Aim: Switch every "curtain" in the material below to "drape", change nothing else, and write the material out again without the pictures.

Source material:
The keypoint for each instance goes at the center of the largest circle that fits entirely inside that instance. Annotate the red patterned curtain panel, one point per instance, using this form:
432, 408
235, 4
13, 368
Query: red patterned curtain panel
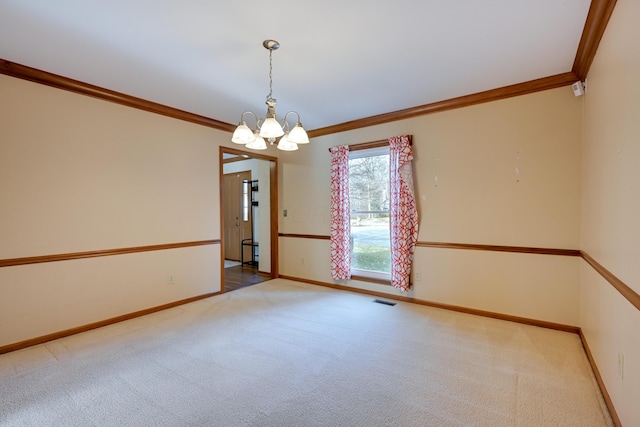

Result of this exercise:
The keypoint for each instance goes at the center of the largest circle that fits entirely inside that instance. Annotate the red patterned drape panel, one point per instance, using this form:
432, 408
235, 4
13, 368
Query: red patterned drape panel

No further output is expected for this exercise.